Dataset extract.
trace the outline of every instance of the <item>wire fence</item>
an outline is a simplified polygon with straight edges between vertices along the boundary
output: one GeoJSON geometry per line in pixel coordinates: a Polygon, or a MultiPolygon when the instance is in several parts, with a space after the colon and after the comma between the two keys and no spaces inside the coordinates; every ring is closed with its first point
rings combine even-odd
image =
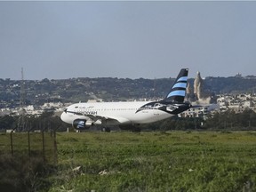
{"type": "Polygon", "coordinates": [[[57,141],[55,130],[33,130],[16,132],[15,129],[1,133],[0,156],[42,158],[44,163],[57,164],[57,141]]]}

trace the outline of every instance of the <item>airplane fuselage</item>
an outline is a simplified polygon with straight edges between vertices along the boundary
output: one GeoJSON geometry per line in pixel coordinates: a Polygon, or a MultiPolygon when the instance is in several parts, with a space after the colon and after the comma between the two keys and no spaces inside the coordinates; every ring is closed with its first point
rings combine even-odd
{"type": "Polygon", "coordinates": [[[181,68],[171,91],[162,100],[133,102],[76,103],[64,110],[60,118],[75,129],[93,124],[140,124],[171,117],[188,109],[184,102],[188,68],[181,68]]]}
{"type": "Polygon", "coordinates": [[[97,116],[108,116],[104,120],[105,122],[102,122],[102,120],[97,122],[96,120],[93,124],[148,124],[173,116],[165,111],[159,110],[159,106],[147,106],[148,103],[152,102],[76,103],[69,106],[66,113],[62,113],[61,119],[68,124],[73,124],[76,119],[84,119],[89,121],[88,125],[91,125],[90,119],[93,119],[93,117],[97,119],[97,116]]]}

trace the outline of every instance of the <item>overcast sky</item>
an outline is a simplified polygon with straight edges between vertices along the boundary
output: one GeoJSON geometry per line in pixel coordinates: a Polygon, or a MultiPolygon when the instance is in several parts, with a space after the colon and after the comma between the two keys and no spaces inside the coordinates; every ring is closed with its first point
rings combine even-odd
{"type": "Polygon", "coordinates": [[[0,78],[256,76],[256,2],[0,2],[0,78]]]}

Goal of the exercise. Change every "simplified polygon" in the lines above to "rough polygon" and give all of the lines again with nothing else altered. Leave the pictures out.

Result.
trace the outline of every instance of the <item>wire fence</item>
an outline is a rough polygon with straight edges between vertices along the boundary
output: one GeoJSON geometry per line in pixel coordinates: a Polygon, or a MultiPolygon when the instance is in several parts, with a space after the colon and after the comma between the two keys and no spaces inside the coordinates; every ring is closed with its first point
rings combine even-odd
image =
{"type": "Polygon", "coordinates": [[[57,141],[55,130],[33,130],[16,132],[15,129],[1,133],[0,156],[42,158],[44,163],[57,164],[57,141]]]}

trace the outline of every instance of the <item>airplane fuselage</item>
an outline is a rough polygon with straight edges between vertices along the boundary
output: one GeoJSON geometry per line in pixel coordinates: a Polygon, or a MultiPolygon when the instance is in several parts, with a space after the colon and after the comma between the two keys and no spaces inside the coordinates; every ring is closed with its first point
rings combine even-odd
{"type": "Polygon", "coordinates": [[[181,68],[171,91],[162,100],[133,102],[76,103],[64,110],[60,118],[75,129],[93,124],[140,124],[171,117],[188,109],[184,102],[188,68],[181,68]]]}
{"type": "Polygon", "coordinates": [[[97,116],[108,116],[104,120],[105,122],[102,122],[102,120],[97,122],[96,120],[93,124],[148,124],[173,116],[165,111],[159,110],[159,106],[147,106],[148,103],[152,102],[76,103],[69,106],[66,113],[62,113],[61,119],[68,124],[73,124],[76,119],[84,119],[89,121],[88,125],[91,125],[90,119],[93,119],[93,117],[97,119],[97,116]]]}

trace the outline of every instance of the <item>overcast sky</item>
an outline is a rough polygon with straight edges between vertices along the boundary
output: one GeoJSON geometry per line in pixel coordinates: a Polygon, or a MultiPolygon when the instance is in several parts, with a space after the colon and after the comma between the two keys and no spaces inside the coordinates; every ring is closed with its first point
rings combine even-odd
{"type": "Polygon", "coordinates": [[[0,78],[256,76],[256,2],[0,2],[0,78]]]}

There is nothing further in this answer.